**Stated task**: Count the lines in the entries below that contain the word "dress". Reply with the number alone.

[Region labeling entries]
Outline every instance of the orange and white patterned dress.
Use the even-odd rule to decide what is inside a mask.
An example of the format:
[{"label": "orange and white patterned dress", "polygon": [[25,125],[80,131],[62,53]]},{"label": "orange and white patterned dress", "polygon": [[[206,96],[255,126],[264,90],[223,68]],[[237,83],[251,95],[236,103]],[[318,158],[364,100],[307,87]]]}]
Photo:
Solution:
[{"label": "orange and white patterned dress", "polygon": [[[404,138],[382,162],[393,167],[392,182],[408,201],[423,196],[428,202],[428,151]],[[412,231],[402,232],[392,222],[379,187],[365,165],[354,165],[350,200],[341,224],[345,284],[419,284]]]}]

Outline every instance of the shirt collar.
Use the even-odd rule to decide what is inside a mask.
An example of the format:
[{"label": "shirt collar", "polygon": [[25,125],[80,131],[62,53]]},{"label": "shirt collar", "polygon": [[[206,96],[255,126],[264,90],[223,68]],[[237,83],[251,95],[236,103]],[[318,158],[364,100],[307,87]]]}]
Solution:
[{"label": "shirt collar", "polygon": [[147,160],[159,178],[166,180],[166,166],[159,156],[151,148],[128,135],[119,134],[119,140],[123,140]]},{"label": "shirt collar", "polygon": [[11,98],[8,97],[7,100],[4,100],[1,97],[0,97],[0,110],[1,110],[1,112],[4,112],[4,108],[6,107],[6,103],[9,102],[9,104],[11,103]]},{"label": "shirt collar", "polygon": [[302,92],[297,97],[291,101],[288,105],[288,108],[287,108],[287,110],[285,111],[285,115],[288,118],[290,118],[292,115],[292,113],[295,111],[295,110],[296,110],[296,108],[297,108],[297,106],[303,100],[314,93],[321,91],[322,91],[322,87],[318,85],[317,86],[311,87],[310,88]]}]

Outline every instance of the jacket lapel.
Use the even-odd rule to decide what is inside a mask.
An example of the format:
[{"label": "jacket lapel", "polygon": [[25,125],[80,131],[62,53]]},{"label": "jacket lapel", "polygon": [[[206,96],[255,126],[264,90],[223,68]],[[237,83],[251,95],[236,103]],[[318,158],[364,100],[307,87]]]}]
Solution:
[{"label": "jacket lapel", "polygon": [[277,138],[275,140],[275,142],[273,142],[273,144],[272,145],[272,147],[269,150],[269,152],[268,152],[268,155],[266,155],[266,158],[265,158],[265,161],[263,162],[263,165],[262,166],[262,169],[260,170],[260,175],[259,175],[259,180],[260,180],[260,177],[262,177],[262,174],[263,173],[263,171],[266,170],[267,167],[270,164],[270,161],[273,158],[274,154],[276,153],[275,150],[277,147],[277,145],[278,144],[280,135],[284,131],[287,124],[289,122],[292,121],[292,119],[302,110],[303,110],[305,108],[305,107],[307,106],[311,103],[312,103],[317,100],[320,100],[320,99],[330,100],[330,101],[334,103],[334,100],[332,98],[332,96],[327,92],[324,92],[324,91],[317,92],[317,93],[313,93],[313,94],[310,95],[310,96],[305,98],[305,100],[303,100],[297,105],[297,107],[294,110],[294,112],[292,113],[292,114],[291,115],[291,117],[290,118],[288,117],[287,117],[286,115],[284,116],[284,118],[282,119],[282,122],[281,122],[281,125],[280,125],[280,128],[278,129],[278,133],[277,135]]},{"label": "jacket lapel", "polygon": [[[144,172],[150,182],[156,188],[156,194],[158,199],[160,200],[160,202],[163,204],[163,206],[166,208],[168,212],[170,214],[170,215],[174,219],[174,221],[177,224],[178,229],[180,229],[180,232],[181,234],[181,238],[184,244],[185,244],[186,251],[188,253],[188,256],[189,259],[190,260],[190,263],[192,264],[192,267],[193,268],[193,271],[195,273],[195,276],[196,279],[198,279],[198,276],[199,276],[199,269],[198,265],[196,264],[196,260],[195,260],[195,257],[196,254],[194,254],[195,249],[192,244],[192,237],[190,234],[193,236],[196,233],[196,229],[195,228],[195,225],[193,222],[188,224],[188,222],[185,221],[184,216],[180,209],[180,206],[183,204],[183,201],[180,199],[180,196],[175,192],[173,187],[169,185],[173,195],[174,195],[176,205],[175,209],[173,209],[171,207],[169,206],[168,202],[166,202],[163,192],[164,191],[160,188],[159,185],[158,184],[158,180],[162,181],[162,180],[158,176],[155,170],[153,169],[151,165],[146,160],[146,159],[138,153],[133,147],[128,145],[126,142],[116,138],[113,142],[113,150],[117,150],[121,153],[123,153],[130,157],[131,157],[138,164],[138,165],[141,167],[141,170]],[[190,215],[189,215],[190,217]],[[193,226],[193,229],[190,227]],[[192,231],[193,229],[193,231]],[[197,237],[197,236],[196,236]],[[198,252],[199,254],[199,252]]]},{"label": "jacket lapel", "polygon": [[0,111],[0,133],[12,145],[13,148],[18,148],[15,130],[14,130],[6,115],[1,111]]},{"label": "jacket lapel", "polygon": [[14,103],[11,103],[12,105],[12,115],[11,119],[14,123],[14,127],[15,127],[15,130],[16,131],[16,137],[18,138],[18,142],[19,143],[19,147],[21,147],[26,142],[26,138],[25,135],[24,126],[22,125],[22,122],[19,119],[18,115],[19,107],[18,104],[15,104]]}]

**Solved problem**: 3